▶ Consigne A
Veuillez restituer mot pour mot le passage du texte sur Pauline Julien situé entre « Interprète exigeante, les » et « la plus authentique. », ces deux segments compris.
▶ Consigne B
Poursuivez le texte sur Pauline Julien à la suite de sa dernière phrase.

▶ Texte fourni
+ + + +

Pauline Julien (1928-1998) : Le doux chagrin
François Desmeules
La première fois que je rencontrai Pauline Julien, elle était de fort mauvais poil, son dernier album était passé totalement inaperçu et, pire, le Québec venait de subir sa rebuffade politique annuelle. On était loin du temps où les stations services offraient certains de ses disques en prime aux clients fidèles. Exaspérée et méfiante, elle annonça qu’elle songeait à abandonner le métier. Elle tint à peu près parole et le chemin de la chanson pour elle s’est achevé un petit peu trop tôt.
Interprète exigeante, les chansons qu’elle a composées se comptent sur les doigts d’une seule main. Heureusement, son répertoire, outre les classiques de Vigneault et des chansonniers, recèle bon nombre de pièces uniques. Car, comme on le sait, Pauline Julien aima aussi les poètes. Cette vaste et chaleureuse maison en ruine, ravagée par l’avènement du disque compact, n’est soutenue que par deux compilations presque conséquentes. L’une, fort économique et sans prétention, est certes la plus authentique.
Il est utile de dire que, outre ses Sept péchés capitaux fort sombres de Brecht, le grand chef-d’ouvre de Pauline Julien demeurera Où peut-on vous toucher?, 33 tours paru discrètement à la fin des années 80 chez Auvidis et qui lui valut le prix Charles-Cros. Julien y évoque avec pudeur la condition féminine des cheveux blancs jusqu’à la filiation maternelle et, moment particulièrement poignant, ses amis disparus. Ajouter au-dessus de cette poignée de chansons deux titres: Non tu n’a pas de nom et Mommy, l’une des rares chansons du Québec dans laquelle deux revendications, féministe et nationaliste, aient jamais pu se rencontrer. On pourrait d’ailleurs déplorer qu’on ait si peu souligné son apport essentiel au féminisme québécois, ne serait-ce que par sa seule présence aux côtés des monuments d’une chanson politique et poétique outrancièrement dominée par des hommes.

+ + + +

▶ Données
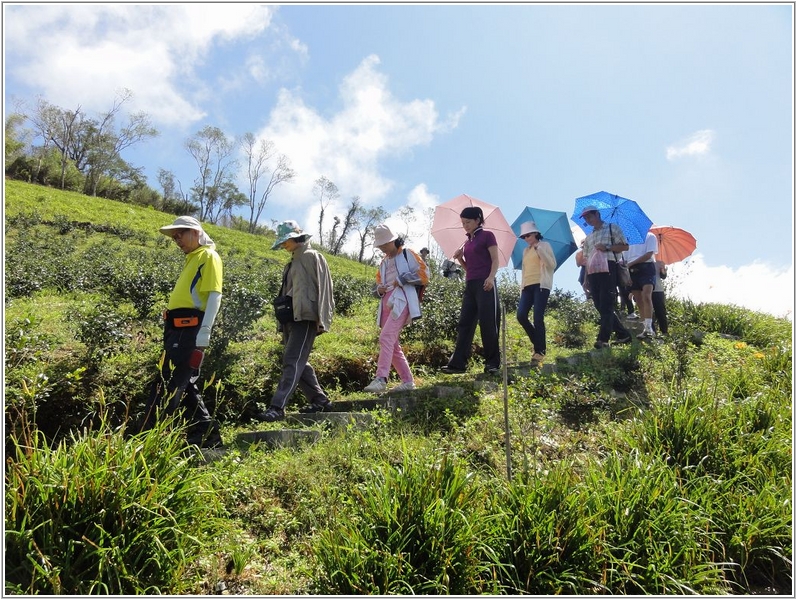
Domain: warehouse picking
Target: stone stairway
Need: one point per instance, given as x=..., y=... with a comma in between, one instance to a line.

+ + + +

▶ Réponse A
Interprète exigeante, les chansons qu’elle a composées se comptent sur les doigts d’une seule main. Heureusement, son répertoire, outre les classiques de Vigneault et des chansonniers, recèle bon nombre de pièces uniques. Car, comme on le sait, Pauline Julien aima aussi les poètes. Cette vaste et chaleureuse maison en ruine, ravagée par l’avènement du disque compact, n’est soutenue que par deux compilations presque conséquentes. L’une, fort économique et sans prétention, est certes la plus authentique.

▶ Réponse B
La dernière fois que j’ai rencontré Pauline Julien, elle traversait la rue. Le Québec venait de subir une autre rebuffade et je crois, justement, qu’elle s’en allait chercher une médaille. Entre-temps, elle écrivit un beau livre, une succession d’instants de vie fugaces, écrits, probablement, dans un crépuscule baigné de larmes. Rétrospectivement, Il fut un temps où on se voyait beaucoup (Lanctôt éditeur) sonne comme un testament: famille, enfance, voyages, chanson et théâtre y sont traités sur le ton de l’anecdote. Une existence peut-elle tenir en si peu de mots? On y retrouve avec joie une femme douée pour l’amitié, avouant des libertés qui, aujourd’hui comme hier, feront frémir les bien-pensants de tous âges… Son plaisir de vivre fait envie, radieux comme le sourire contrit qui transparaît à travers le lyrisme de chaque page. Pauline Julien avait atteint l’âge où l’on a des morts dans son paysage. L’hommage rendu à Suzanne Guité dans ces pages rappelle qu’elle sut constamment leur rester fidèle.
Ses funérailles furent d’une grande tristesse. L’amertume sans borne ressentie par deux générations devant la perpétuelle défaite de l’idéal nationaliste était palpable. Le Québec pendait comme une main cassée dans cette réunion de vieux cours purs et d’anciens combattants. On a dit, à juste titre, qu’avec elle s’éteignait une certaine manière de faire de la politique en chantant. Sa mort n’annonce pas pour autant la fin de la chanson engagée.
Cette femme qui s’imposait, par devoir de mémoire, des efforts dont elle n’était plus capable, en fixant l’heure du départ, aura fait preuve d’une classe exceptionnelle.
Pauline Julien chante Brecht et Weill
(Fonovox)
Québec Love
(Dist. Unidisc)
Les Refrains d’abord
(Fonovox)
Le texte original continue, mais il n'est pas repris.